▶ [Given request A]
Answer these questions from the In Custody interview.
(i) Which actor plays Nur?
(ii) Which Vivaldi concerto did Merchant turn into an Indian raga for his first film?
(iii) How long ago did Merchant read Anita Desai's novel?
▶ [Given request B]
Decide whether each statement agrees with the In Custody interview. Answer yes or no, and quote the deciding words.
(i) Deven supports himself by teaching Hindi in a small college.
(ii) Courtesans of Bombay was the first film Merchant directed.
(iii) The character of the old woman came straight from the novel without any change.
▶ [Given request C]
Reproduce the In Custody interview from the words "Then I did Courtesans" through the words "direct In Custody?".

▶ [Supplied passage]
** BEGIN **

Based on Anita Desai's novel, the movie is a rumination on the fading of Muslim courtly life and the art of writing in Urdu, as embodied in Nur (Shashi Kapoor), a drunken old poet too bloated with the success of his youth to struggle into the future; his admirer Deven (Om Puri), a poet forced to support himself by teaching Hindi in a small college, wages a one-man battle to rescue Nur's work from obscurity. The movie features the Urdu poems of Faiz Ahmed Faiz, whose work, beloved in the subcontinent, is used in everything from popular Hindi film songs and ads to classical ghazah and qawwalis.
AMEENA MEER: In Custody isn't the first film you've directed, is it?
ISMAIL MERCHANT: No. The very first film I directed was a half-hour short called Mahatma and the Mad Boy [1973]. It was a fictional film about a young boy, a monkey wallah, and his relationship with the Mahatma Gandhi statue on the beach. Politicians have all these high-flown ideas--they love to mouth the slogans of the great people, but in practice, they don't do anything, which is what the great people have taught us. For the soundtrack, l took the Vivaldi concerto "Winter" and turned it into an Indian raga.
Then I did Courtesans of Bombay [1985], about the courtesans who are skilled in poetry, music, dance, and manners and perform for their clients at weddings and births. It was based on a number of women whom I came to know as a young boy. Then I went to this congress house in Bombay. Some of the women there were so talented, but nobody wanted to hear their songs; everyone wanted the Bombay hootchy-kootchy dances, so these classically trained women became pop dancers. The film has a poignancy about these lost arts.
AM: Why did you decide to direct In Custody?
IM: I always wanted to do a film about the Urdu language, which is disappearing. It's the most gracious and expressive language and the poetry is so sublime, the thoughts are so great, that it is impossible to supplant it. When I read Anita Desai's novel six years ago, l thought that I would be able to say so much through the character of Nur, the dying Urdu poet, so I immediately bought the rights to it. It has taken six years since Anita wrote the first draft of the screenplay to get the film made. Some of it I ended up improvising, like the character of the old woman, who sits there and curses and smokes a hookah!

** END **

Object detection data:
** BEGIN **

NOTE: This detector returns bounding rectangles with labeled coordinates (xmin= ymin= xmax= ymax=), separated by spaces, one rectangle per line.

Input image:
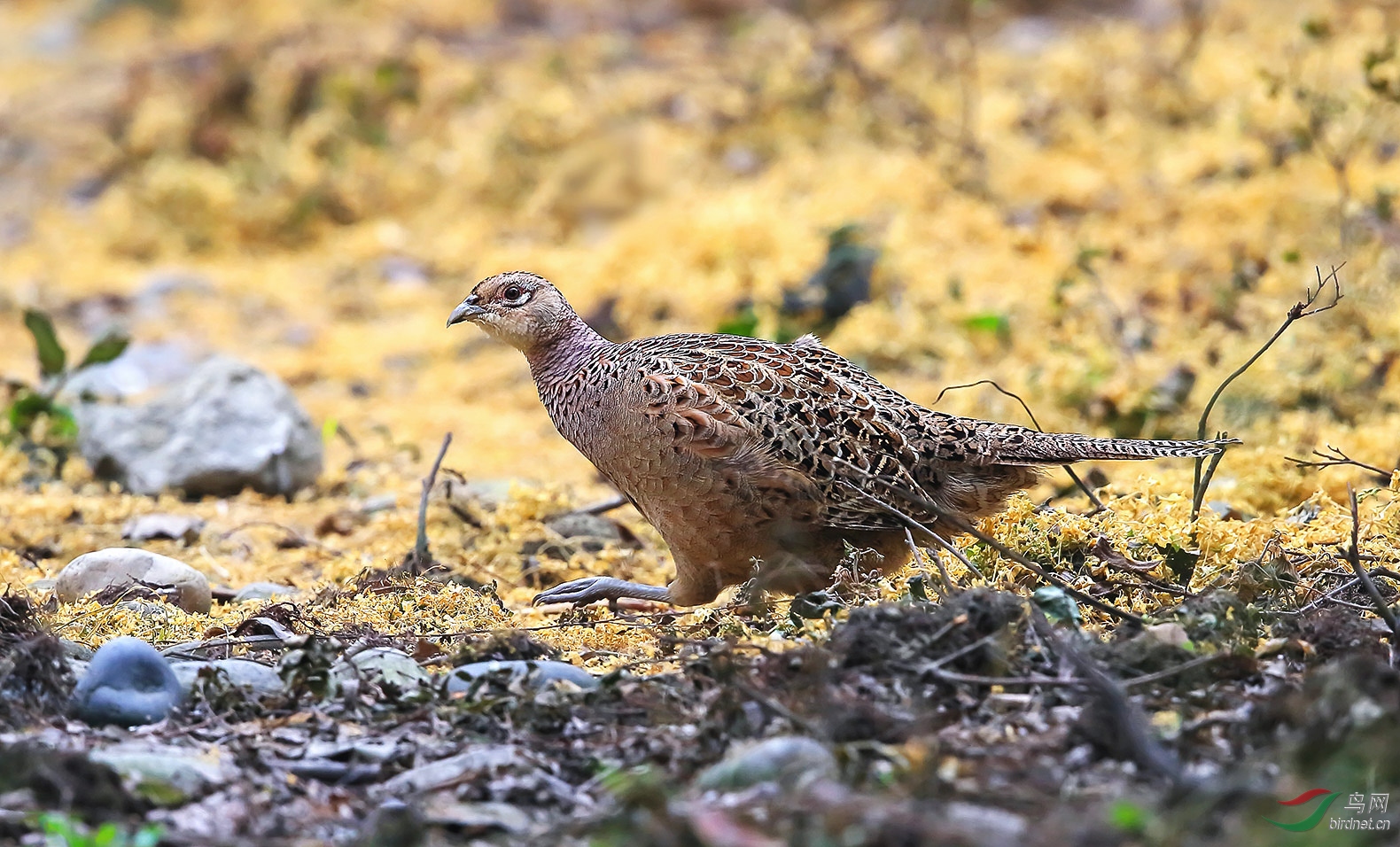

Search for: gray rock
xmin=58 ymin=342 xmax=196 ymax=402
xmin=331 ymin=647 xmax=432 ymax=699
xmin=74 ymin=355 xmax=322 ymax=497
xmin=696 ymin=735 xmax=836 ymax=791
xmin=447 ymin=659 xmax=598 ymax=695
xmin=58 ymin=639 xmax=97 ymax=662
xmin=234 ymin=582 xmax=301 ymax=603
xmin=53 ymin=548 xmax=213 ymax=615
xmin=439 ymin=478 xmax=525 ymax=511
xmin=89 ymin=745 xmax=231 ymax=806
xmin=171 ymin=659 xmax=285 ymax=697
xmin=379 ymin=743 xmax=531 ymax=796
xmin=72 ymin=635 xmax=183 ymax=727
xmin=545 ymin=512 xmax=622 ymax=542
xmin=944 ymin=801 xmax=1029 ymax=847
xmin=423 ymin=791 xmax=531 ymax=835
xmin=121 ymin=512 xmax=205 ymax=545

** END **

▶ [Correct response A]
(i) Shashi Kapoor
(ii) "Winter"
(iii) Six years ago

▶ [Correct response B]
(i) Yes: "a poet forced to support himself by teaching Hindi in a small college"
(ii) No: "The very first film I directed was a half-hour short called Mahatma and the Mad Boy [1973]."
(iii) No: "Some of it I ended up improvising, like the character of the old woman"

▶ [Correct response C]
Then I did Courtesans of Bombay [1985], about the courtesans who are skilled in poetry, music, dance, and manners and perform for their clients at weddings and births. It was based on a number of women whom I came to know as a young boy. Then I went to this congress house in Bombay. Some of the women there were so talented, but nobody wanted to hear their songs; everyone wanted the Bombay hootchy-kootchy dances, so these classically trained women became pop dancers. The film has a poignancy about these lost arts.
AM: Why did you decide to direct In Custody?